Task objective: All entries below must be written out verbatim, and the images must be dropped.

Dataset content:
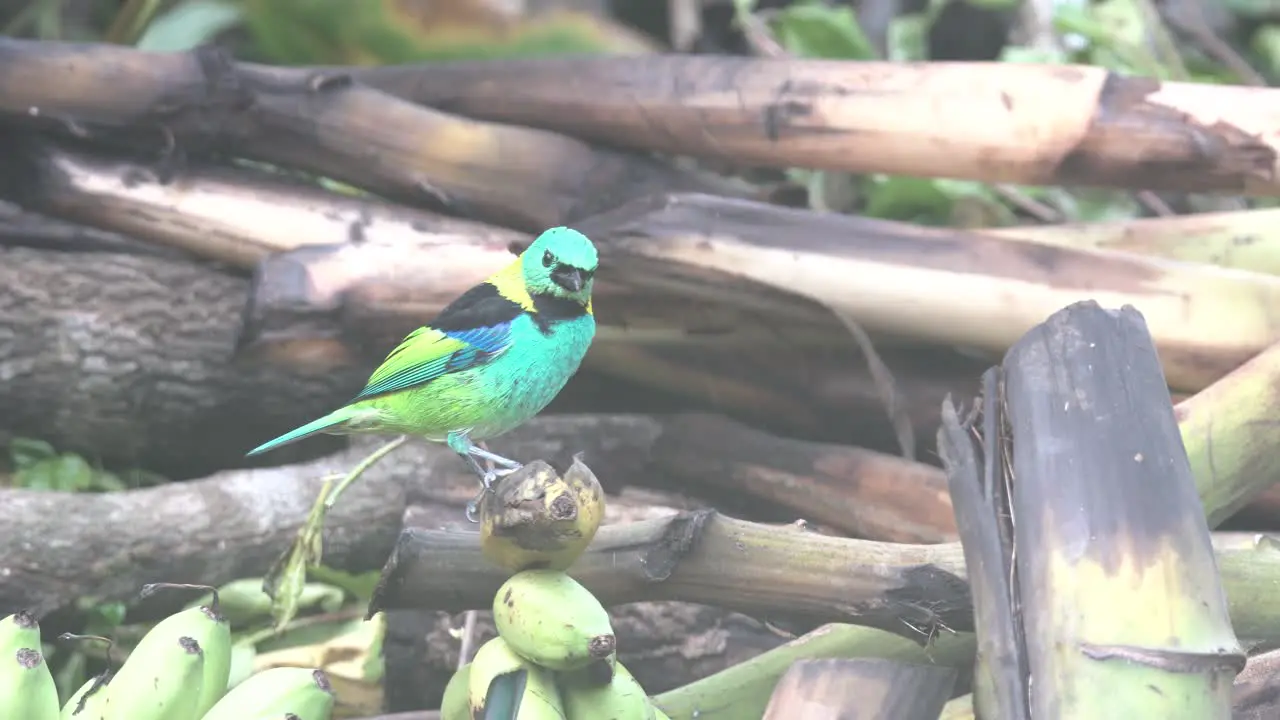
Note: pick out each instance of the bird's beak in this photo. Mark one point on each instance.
(568, 278)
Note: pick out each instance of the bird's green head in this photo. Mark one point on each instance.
(561, 261)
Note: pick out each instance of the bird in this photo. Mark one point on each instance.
(489, 361)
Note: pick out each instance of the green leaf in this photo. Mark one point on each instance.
(906, 199)
(24, 452)
(822, 32)
(909, 39)
(41, 475)
(190, 24)
(108, 481)
(72, 473)
(361, 586)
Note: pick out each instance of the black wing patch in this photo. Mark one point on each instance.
(481, 306)
(549, 308)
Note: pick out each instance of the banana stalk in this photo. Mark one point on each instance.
(536, 518)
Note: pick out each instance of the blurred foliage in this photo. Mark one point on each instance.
(37, 465)
(375, 32)
(1124, 36)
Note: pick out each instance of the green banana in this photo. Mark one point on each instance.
(92, 709)
(595, 674)
(160, 680)
(455, 705)
(504, 686)
(304, 692)
(552, 620)
(210, 629)
(26, 686)
(622, 698)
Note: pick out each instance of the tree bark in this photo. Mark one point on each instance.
(58, 547)
(126, 359)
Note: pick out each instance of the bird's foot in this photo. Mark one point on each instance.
(487, 481)
(506, 463)
(504, 472)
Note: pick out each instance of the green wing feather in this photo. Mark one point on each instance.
(426, 354)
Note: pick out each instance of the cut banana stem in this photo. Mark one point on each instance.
(536, 518)
(302, 691)
(26, 686)
(210, 629)
(622, 698)
(160, 680)
(552, 620)
(92, 693)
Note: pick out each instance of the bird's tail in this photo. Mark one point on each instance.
(314, 427)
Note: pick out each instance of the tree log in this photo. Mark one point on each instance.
(233, 524)
(880, 117)
(126, 358)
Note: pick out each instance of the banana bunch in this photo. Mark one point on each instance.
(556, 654)
(27, 687)
(177, 671)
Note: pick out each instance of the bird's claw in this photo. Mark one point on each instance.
(504, 472)
(487, 481)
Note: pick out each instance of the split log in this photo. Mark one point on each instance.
(243, 215)
(202, 103)
(126, 358)
(995, 122)
(223, 527)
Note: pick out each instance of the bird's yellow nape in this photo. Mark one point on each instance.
(510, 282)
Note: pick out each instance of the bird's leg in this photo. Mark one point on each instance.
(462, 445)
(507, 464)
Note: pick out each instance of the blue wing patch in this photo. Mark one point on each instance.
(480, 345)
(490, 340)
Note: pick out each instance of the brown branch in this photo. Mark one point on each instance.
(910, 277)
(996, 122)
(320, 122)
(242, 215)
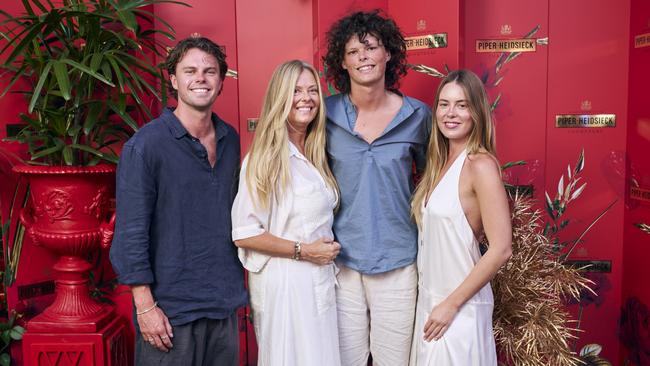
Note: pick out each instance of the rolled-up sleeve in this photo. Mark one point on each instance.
(136, 197)
(248, 219)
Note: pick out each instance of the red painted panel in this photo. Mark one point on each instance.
(215, 20)
(417, 18)
(635, 252)
(588, 60)
(326, 13)
(520, 115)
(268, 33)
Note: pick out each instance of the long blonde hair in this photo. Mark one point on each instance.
(481, 136)
(267, 174)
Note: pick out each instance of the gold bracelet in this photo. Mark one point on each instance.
(297, 250)
(155, 304)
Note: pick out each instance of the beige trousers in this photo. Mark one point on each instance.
(376, 315)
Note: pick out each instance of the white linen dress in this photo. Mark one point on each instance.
(447, 252)
(293, 302)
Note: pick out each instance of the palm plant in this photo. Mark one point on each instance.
(88, 64)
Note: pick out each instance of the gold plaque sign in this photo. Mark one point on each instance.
(251, 124)
(642, 40)
(640, 194)
(585, 120)
(506, 45)
(426, 41)
(591, 265)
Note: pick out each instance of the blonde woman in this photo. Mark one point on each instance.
(282, 223)
(460, 198)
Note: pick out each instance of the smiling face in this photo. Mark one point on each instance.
(365, 60)
(197, 80)
(305, 101)
(453, 115)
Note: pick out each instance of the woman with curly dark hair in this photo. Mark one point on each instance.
(375, 134)
(361, 25)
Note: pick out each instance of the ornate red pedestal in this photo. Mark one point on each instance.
(69, 214)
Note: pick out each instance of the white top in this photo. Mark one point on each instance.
(293, 218)
(447, 253)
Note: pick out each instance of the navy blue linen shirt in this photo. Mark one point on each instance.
(373, 224)
(173, 226)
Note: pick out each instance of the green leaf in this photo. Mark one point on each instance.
(581, 162)
(48, 151)
(88, 71)
(5, 359)
(91, 117)
(67, 155)
(510, 164)
(17, 332)
(39, 86)
(61, 73)
(591, 349)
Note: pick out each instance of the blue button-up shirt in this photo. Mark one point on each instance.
(173, 226)
(373, 224)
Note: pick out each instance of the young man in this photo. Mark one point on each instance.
(175, 187)
(375, 135)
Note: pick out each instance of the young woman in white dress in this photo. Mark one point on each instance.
(460, 197)
(282, 223)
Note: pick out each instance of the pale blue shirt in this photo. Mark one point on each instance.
(373, 224)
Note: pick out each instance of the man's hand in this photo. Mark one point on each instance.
(322, 251)
(154, 325)
(155, 329)
(439, 320)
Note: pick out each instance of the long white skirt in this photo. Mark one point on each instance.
(468, 340)
(294, 314)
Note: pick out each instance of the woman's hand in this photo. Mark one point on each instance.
(322, 251)
(439, 320)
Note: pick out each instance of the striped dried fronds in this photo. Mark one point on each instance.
(531, 324)
(427, 70)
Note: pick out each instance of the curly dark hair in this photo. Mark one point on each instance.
(361, 24)
(202, 43)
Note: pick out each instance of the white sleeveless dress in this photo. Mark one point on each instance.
(447, 252)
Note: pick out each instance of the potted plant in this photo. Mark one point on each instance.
(88, 64)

Problem solution:
Note: pick out each instance of the bird's beak in this photo. Mark one point on each instance.
(568, 278)
Note: pick out each instance of the bird's green head in this photo. Mark one point on each instance.
(561, 261)
Note: pick out each instance of the bird in this photo. Mark one point on each instance.
(489, 361)
Note: pick out each instance of the green leaf in this photo. Mark one point on each instance.
(906, 199)
(24, 452)
(822, 32)
(909, 39)
(41, 475)
(190, 24)
(108, 481)
(72, 473)
(361, 586)
Note: pick out each instance of the black wing patch in this photo. Mark one point on each instance.
(481, 306)
(549, 308)
Note: pick out each instance of the banana stalk in this photo. Mark one point on each instance.
(536, 518)
Note: pick out each instance of the blurred foliage in this photo. Mark one point on each instance.
(37, 465)
(375, 32)
(1124, 36)
Note: pick out each instance of the green banana in this photo. Mark one point on each instance.
(92, 709)
(595, 674)
(160, 680)
(455, 705)
(504, 686)
(304, 692)
(552, 620)
(210, 629)
(26, 686)
(622, 698)
Note: pick out each instance of the tree bark in this photo. Mark one point on each instance.
(58, 547)
(126, 359)
Note: pick out each instance of the bird's foot in this photo. Mark one point on each instance.
(487, 481)
(506, 463)
(504, 472)
Note: pick out each instance of the green wing feather in this photo. Mark one point on each instance.
(426, 354)
Note: pick out each instance of the cut banana stem in this photo. Mark one point on each instance.
(536, 518)
(302, 691)
(26, 686)
(210, 629)
(622, 698)
(160, 680)
(552, 620)
(92, 693)
Note: pick out each instance of the bird's tail in this photo. Mark one point on each instance.
(314, 427)
Note: pick out each instance of the tree log in this photo. Mark one point on each instance.
(233, 524)
(880, 117)
(126, 358)
Note: pick out each instance of the banana bunch in this photo. Mark one point on each instance.
(556, 654)
(27, 687)
(177, 671)
Note: pick out each instance of the bird's claw in this photo. Mark one point on each instance.
(504, 472)
(487, 481)
Note: pick out each instance of the split log in this photo. Mark one point on each instance.
(243, 215)
(202, 103)
(126, 358)
(995, 122)
(223, 527)
Note: pick out each instance of the bird's yellow nape in this photo. Mark one point on each instance.
(510, 282)
Note: pick out each instance of the bird's leg in this photo. Mark one point on each instance.
(462, 445)
(507, 464)
Note: pick out each instance of the blue wing patch in this photo. Mark one point on each instance.
(480, 345)
(490, 340)
Note: pick out each instance of the brown branch in this photo. Mark one point on each instance.
(910, 277)
(996, 122)
(320, 122)
(242, 215)
Note: pick out each instance of the rolled-up sleeve in this photo. Mark one point on each instance.
(136, 197)
(248, 219)
Note: pick out each instance of the red painted panel in this photo. Mark one point on each instance.
(215, 20)
(417, 18)
(635, 252)
(588, 60)
(326, 13)
(520, 115)
(268, 33)
Note: pick out each instance of the long blonde hair in this photo. Mark one point on each instance.
(481, 136)
(267, 174)
Note: pick out each instance of the gold bracelet in this photo. Mark one point on each instance.
(297, 250)
(155, 304)
Note: pick out each instance of the beige trousers in this photo. Mark one point on each instance.
(376, 315)
Note: pick out each instance of the white linen dress in this photo. Mark one point on each instance.
(447, 252)
(293, 302)
Note: pick out each instance of the palm plant in this photo. Mark one point on each instance.
(88, 64)
Note: pick out each instance of the gold plaque sign in this photo. Mark one point on each instance.
(251, 124)
(642, 40)
(640, 194)
(585, 120)
(506, 45)
(426, 41)
(591, 265)
Note: pick out each instance of the blonde woman in this photo. Mark one point on each instance.
(282, 223)
(460, 198)
Note: pick out each instance of the smiling face in this photo. Mark one point on each instance.
(365, 60)
(197, 80)
(305, 101)
(453, 115)
Note: pick out each instance of the woman with curly dark hair in this photo. Mark one point on each instance.
(375, 134)
(361, 25)
Note: pick out each instance of the ornate red pedestal in this photo. Mark one point on each instance.
(69, 214)
Note: pick out each instance of the white top in this photo. Mark one point on each instance.
(293, 218)
(447, 253)
Note: pick out each instance of the navy blue linen shirt in this photo. Mark one point on each instance.
(373, 224)
(173, 226)
Note: pick out each instance of the green leaf in this photo. Mark one point on each instance.
(581, 162)
(48, 151)
(88, 71)
(5, 359)
(91, 117)
(67, 155)
(510, 164)
(17, 332)
(39, 86)
(61, 73)
(591, 349)
Note: pick out each instance of the blue button-up shirt in this photo. Mark one point on each instance.
(173, 226)
(373, 224)
Note: pick out each instance of the young man in this photo. Mark one point on each instance.
(175, 187)
(375, 135)
Note: pick out each instance of the young woman in white dress in this photo. Mark one point on each instance.
(460, 197)
(282, 223)
Note: pick out each instance of the pale blue shirt in this photo. Mark one point on each instance.
(373, 224)
Note: pick out each instance of the man's hand in this photo. Mark one point on each instance.
(322, 251)
(154, 325)
(155, 329)
(439, 320)
Note: pick out each instance of the long white skirt in this photo. Mark one point on each instance.
(468, 340)
(294, 314)
Note: pick out each instance of the woman's hand in this photo. Mark one point on each instance.
(322, 251)
(439, 320)
Note: pick out each instance of the striped dried fronds in this photo. Mark one point on each instance.
(531, 324)
(427, 70)
Note: pick out each instance of the curly dark hair in this photo. Mark one point on each instance.
(361, 24)
(202, 43)
Note: pick out each instance of the white sleeveless dress in this photo. Mark one point on each instance.
(447, 252)
Note: pick out each instance of the potted plant in this photo. Mark one point on each instance.
(88, 64)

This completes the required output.